Point annotation dataset records:
* * *
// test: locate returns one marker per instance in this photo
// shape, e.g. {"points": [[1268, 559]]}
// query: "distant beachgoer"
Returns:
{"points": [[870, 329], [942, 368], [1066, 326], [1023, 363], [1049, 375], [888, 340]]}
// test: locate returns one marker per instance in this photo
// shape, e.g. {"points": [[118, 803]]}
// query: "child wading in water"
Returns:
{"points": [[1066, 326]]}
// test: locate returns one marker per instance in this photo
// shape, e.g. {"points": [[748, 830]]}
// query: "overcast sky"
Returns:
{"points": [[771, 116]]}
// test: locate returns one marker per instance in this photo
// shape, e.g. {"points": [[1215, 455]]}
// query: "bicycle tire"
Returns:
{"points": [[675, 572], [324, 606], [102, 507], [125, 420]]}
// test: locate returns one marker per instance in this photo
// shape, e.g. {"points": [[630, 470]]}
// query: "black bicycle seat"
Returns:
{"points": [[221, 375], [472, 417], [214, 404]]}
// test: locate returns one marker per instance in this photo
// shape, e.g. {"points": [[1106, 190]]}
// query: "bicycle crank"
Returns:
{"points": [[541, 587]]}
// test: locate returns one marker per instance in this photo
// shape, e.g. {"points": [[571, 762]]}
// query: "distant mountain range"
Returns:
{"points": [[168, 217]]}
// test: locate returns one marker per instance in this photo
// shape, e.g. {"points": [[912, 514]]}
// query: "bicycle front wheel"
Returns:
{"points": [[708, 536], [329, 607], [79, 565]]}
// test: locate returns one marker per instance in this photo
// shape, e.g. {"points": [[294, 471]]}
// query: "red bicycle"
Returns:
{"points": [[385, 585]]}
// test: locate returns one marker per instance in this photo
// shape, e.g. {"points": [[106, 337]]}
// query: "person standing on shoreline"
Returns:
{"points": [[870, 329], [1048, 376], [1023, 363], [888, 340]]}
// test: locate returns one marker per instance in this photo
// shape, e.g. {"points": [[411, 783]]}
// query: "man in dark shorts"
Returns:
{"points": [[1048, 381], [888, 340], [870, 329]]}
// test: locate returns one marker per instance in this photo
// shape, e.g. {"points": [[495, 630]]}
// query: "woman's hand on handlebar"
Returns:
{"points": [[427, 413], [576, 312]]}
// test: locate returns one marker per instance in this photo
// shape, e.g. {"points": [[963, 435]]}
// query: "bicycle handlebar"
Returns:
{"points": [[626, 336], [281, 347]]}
* * *
Reproduce each entry above exactly, keeping every word.

Completed task:
// test: locate returns one marker per instance in this photo
// shape, e.g. {"points": [[1268, 559]]}
// query: "distant beachgoer"
Returns:
{"points": [[870, 329], [942, 368], [1066, 326], [1023, 363], [1049, 375], [888, 340]]}
// test: locate returns one marker per instance in this photo
// shape, e.g. {"points": [[118, 803]]}
// query: "child wading in water"
Returns:
{"points": [[1066, 326]]}
// test: locate returns one marker per instance in this photo
// shape, e.g. {"points": [[748, 830]]}
// query: "overcast sky"
Returns:
{"points": [[771, 116]]}
// test: locate returns one marker per instance in this photo
// shape, e.g. {"points": [[1215, 455]]}
// query: "bicycle tire"
Returns:
{"points": [[675, 572], [324, 606], [102, 507], [125, 420]]}
// test: locate returns one marker per instance in this photo
// shape, e.g. {"points": [[630, 470]]}
// query: "black bicycle seat"
Returns:
{"points": [[221, 375], [472, 417], [214, 404]]}
// test: locate returns one marker per instance in this photo
// shape, e.g. {"points": [[1106, 190]]}
// query: "bicycle crank"
Returns:
{"points": [[541, 587]]}
// test: locate returns one marker per instance in this photo
// shape, e.g. {"points": [[571, 762]]}
// query: "distant mountain range"
Returns:
{"points": [[168, 217]]}
// test: locate returns one marker per instance in this photo
// shape, e.g. {"points": [[912, 514]]}
// query: "bicycle front wheel"
Returns:
{"points": [[708, 536], [329, 607], [79, 565]]}
// test: locate returns one marker per instance in this photo
// shape, e.g. {"points": [[294, 471]]}
// query: "red bicycle"
Returns:
{"points": [[385, 585]]}
// test: locate returns one marker per instance in this photo
// shape, e.g. {"points": [[106, 337]]}
// query: "person standing on shoreline"
Returns:
{"points": [[870, 329], [1048, 376], [1023, 363], [888, 340]]}
// test: locate returns one marker per instance in this photo
// shape, e.g. {"points": [[411, 783]]}
// query: "man in dark shorts"
Returns:
{"points": [[1048, 381], [888, 340], [870, 329]]}
// test: locate returns one marker per instance in this photo
// shape, e.g. {"points": [[495, 630]]}
// query: "woman's hand on handlebar"
Returns:
{"points": [[427, 413], [576, 312]]}
// test: locate returns one marker per instance in this photo
// shape, e.g. {"points": [[963, 435]]}
// query: "bicycle handlebar"
Returns:
{"points": [[626, 336], [281, 347]]}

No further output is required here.